*** Text segment

Here’s what I wrote…
I really enjoyed reading the data stories that everyone was able to put together. One phrase that will stick with me for a while is Julie’s hashtag salad as a term (or neologism really) for tweets that are mostly made up of a coordination of hashtags. I’m going to use it from now on!
I was surprised to find that the stories that established a strong personal voice were particulary effective in drawing out a narrative in the data. Perhaps I shouldn’t have been, but I was :) I guess it makes sense that a narrative about data would need to have a narrator, and that the narrator needs a voice. So it stands to reason that attention to this voice is important for communicating the perspective that the data story is taking. I think this is one reason (among many) that humanists are needed in the STEM dominated field of data science. Voice and perspective matter.
Another important aspect to the stories that worked well was an attention to the data. For example Courtney’s analysis of the device used (mobile vs desktop) and time of day was quite interesting. The treatment is suggestive of the way the data is intertwined with events in the physical world, and the degree to which social media can and cannot mediate those events. Samuel’s analysis of the use of language (English, Spanish and Portuguese) by a particular individual in different contexts was another example of this type of treatment.
But there were many interesting things that were discussed, so it’s probably not fair for me to start highlighting them. The stories contained several comments about the limitations of collecting data from Twitter using TAGS. For example:
Not only does TAGS give us a very brief snapshot of a giant conversation, but we Twitter users must figure out what we need before too much time passes and the data starts to become very hard to draw out.
This is one limitation of TAGS, as it removes the physical layout of Twitter, requiring users to cut and paste hyperlinks to read the original content of tagged Tweets.
The first was that it still takes a human to connect all of the patterns together. Google spreadsheets do not contain a function to sort text by theme, so the user still needs to look at the text to see if there is a pattern to the Tweets.
The second is in the limitations of TAGS. Vince and I were both initially surprised with the seemingly low volume of results we received. After a little research, we realized that TAGS only collects seven to nine days of Tweets.

******
*** Given records

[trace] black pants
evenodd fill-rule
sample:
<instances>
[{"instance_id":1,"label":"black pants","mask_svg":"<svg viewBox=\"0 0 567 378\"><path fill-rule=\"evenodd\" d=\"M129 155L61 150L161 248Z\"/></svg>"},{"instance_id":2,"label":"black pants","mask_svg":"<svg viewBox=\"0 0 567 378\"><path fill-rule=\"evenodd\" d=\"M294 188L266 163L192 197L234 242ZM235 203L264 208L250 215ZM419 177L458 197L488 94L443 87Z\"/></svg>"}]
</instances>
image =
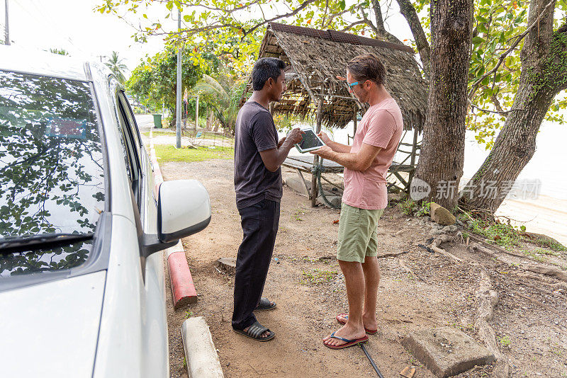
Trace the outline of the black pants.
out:
<instances>
[{"instance_id":1,"label":"black pants","mask_svg":"<svg viewBox=\"0 0 567 378\"><path fill-rule=\"evenodd\" d=\"M244 329L256 321L279 224L279 202L262 200L240 209L244 234L236 257L232 328Z\"/></svg>"}]
</instances>

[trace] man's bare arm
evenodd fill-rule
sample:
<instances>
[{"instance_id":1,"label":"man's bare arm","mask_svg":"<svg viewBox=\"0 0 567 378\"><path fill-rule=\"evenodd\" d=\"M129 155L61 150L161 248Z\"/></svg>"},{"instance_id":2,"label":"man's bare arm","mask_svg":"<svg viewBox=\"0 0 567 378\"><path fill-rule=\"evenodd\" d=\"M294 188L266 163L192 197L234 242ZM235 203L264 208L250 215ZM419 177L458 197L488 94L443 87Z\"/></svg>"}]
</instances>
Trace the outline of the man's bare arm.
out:
<instances>
[{"instance_id":1,"label":"man's bare arm","mask_svg":"<svg viewBox=\"0 0 567 378\"><path fill-rule=\"evenodd\" d=\"M333 151L327 145L312 151L311 154L319 155L323 159L332 160L353 171L366 171L370 167L372 161L374 161L381 149L381 147L363 143L358 152L338 152Z\"/></svg>"},{"instance_id":2,"label":"man's bare arm","mask_svg":"<svg viewBox=\"0 0 567 378\"><path fill-rule=\"evenodd\" d=\"M331 140L325 132L321 132L318 135L323 141L323 143L331 147L331 149L335 152L350 152L351 146Z\"/></svg>"},{"instance_id":3,"label":"man's bare arm","mask_svg":"<svg viewBox=\"0 0 567 378\"><path fill-rule=\"evenodd\" d=\"M305 132L297 127L291 130L282 143L278 143L277 148L260 151L260 157L262 157L262 161L264 161L266 168L270 172L277 171L281 164L284 163L284 161L286 160L286 158L288 157L289 150L293 147L296 143L301 142L303 138L303 134L305 134Z\"/></svg>"}]
</instances>

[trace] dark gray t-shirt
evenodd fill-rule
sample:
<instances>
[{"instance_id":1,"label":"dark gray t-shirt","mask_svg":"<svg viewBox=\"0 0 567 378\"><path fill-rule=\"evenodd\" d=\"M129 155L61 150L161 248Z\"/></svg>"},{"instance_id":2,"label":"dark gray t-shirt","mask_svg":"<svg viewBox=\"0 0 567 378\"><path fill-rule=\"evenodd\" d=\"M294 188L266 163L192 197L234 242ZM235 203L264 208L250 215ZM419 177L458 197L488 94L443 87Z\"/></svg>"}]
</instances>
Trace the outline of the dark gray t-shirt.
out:
<instances>
[{"instance_id":1,"label":"dark gray t-shirt","mask_svg":"<svg viewBox=\"0 0 567 378\"><path fill-rule=\"evenodd\" d=\"M258 103L245 103L236 118L235 190L238 209L265 198L280 202L281 168L270 172L260 156L261 151L277 147L278 132L270 113Z\"/></svg>"}]
</instances>

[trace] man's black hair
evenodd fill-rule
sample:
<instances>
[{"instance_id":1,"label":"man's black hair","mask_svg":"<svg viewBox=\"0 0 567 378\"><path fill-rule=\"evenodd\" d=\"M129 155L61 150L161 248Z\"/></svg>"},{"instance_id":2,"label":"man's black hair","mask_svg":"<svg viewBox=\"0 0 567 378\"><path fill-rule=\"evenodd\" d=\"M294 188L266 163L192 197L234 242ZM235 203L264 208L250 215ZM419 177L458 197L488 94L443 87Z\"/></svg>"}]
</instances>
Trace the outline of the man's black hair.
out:
<instances>
[{"instance_id":1,"label":"man's black hair","mask_svg":"<svg viewBox=\"0 0 567 378\"><path fill-rule=\"evenodd\" d=\"M269 78L274 81L281 74L281 70L286 68L284 61L278 58L260 58L252 68L252 88L261 91Z\"/></svg>"}]
</instances>

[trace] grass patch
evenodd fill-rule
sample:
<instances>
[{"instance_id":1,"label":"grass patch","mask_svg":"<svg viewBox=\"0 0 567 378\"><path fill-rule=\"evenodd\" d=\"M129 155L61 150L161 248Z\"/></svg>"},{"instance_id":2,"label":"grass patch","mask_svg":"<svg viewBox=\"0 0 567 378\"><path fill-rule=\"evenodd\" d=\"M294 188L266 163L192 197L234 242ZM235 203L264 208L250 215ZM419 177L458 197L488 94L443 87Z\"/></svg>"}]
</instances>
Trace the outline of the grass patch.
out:
<instances>
[{"instance_id":1,"label":"grass patch","mask_svg":"<svg viewBox=\"0 0 567 378\"><path fill-rule=\"evenodd\" d=\"M165 144L156 144L155 154L159 158L159 163L168 161L203 161L215 159L230 159L235 156L235 149L232 147L216 147L213 149L208 147L197 147L189 149L182 147L176 149L174 146Z\"/></svg>"},{"instance_id":2,"label":"grass patch","mask_svg":"<svg viewBox=\"0 0 567 378\"><path fill-rule=\"evenodd\" d=\"M517 245L522 239L518 230L505 223L495 222L487 223L482 219L473 219L471 231L478 235L504 247Z\"/></svg>"},{"instance_id":3,"label":"grass patch","mask_svg":"<svg viewBox=\"0 0 567 378\"><path fill-rule=\"evenodd\" d=\"M142 132L142 134L143 134L146 137L149 137L150 136L150 132L149 131L147 132ZM152 132L152 137L163 137L164 135L166 135L166 136L169 135L169 136L175 137L175 133L174 132L168 132L167 131L155 131L155 130L154 130Z\"/></svg>"},{"instance_id":4,"label":"grass patch","mask_svg":"<svg viewBox=\"0 0 567 378\"><path fill-rule=\"evenodd\" d=\"M333 270L315 269L313 272L303 270L303 277L299 283L303 285L321 285L330 282L337 276L337 273Z\"/></svg>"}]
</instances>

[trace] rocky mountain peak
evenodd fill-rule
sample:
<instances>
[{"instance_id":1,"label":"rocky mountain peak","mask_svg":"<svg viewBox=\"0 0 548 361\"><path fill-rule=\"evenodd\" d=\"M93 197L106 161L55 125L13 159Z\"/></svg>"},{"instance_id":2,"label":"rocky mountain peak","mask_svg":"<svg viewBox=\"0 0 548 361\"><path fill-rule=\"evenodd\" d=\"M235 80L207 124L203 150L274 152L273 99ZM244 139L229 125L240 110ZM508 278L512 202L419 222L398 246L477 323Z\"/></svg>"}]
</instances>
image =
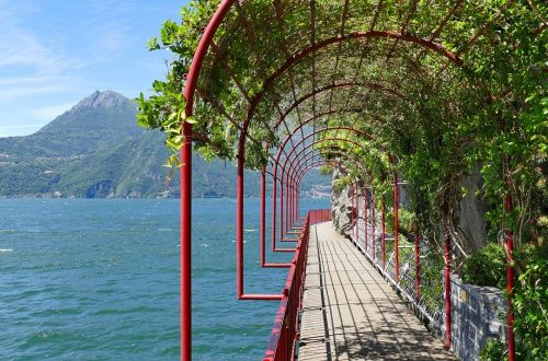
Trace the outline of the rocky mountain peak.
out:
<instances>
[{"instance_id":1,"label":"rocky mountain peak","mask_svg":"<svg viewBox=\"0 0 548 361\"><path fill-rule=\"evenodd\" d=\"M128 102L130 101L119 93L109 90L103 92L95 91L75 105L72 109L78 110L82 107L112 108L122 104L127 104Z\"/></svg>"}]
</instances>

******

What is expected – From the text on data stories above, reproduce word for word the passage starting at "But there were" and ending at "of tagged Tweets.".

Worked solution –
But there were many interesting things that were discussed, so it’s probably not fair for me to start highlighting them. The stories contained several comments about the limitations of collecting data from Twitter using TAGS. For example:
Not only does TAGS give us a very brief snapshot of a giant conversation, but we Twitter users must figure out what we need before too much time passes and the data starts to become very hard to draw out.
This is one limitation of TAGS, as it removes the physical layout of Twitter, requiring users to cut and paste hyperlinks to read the original content of tagged Tweets.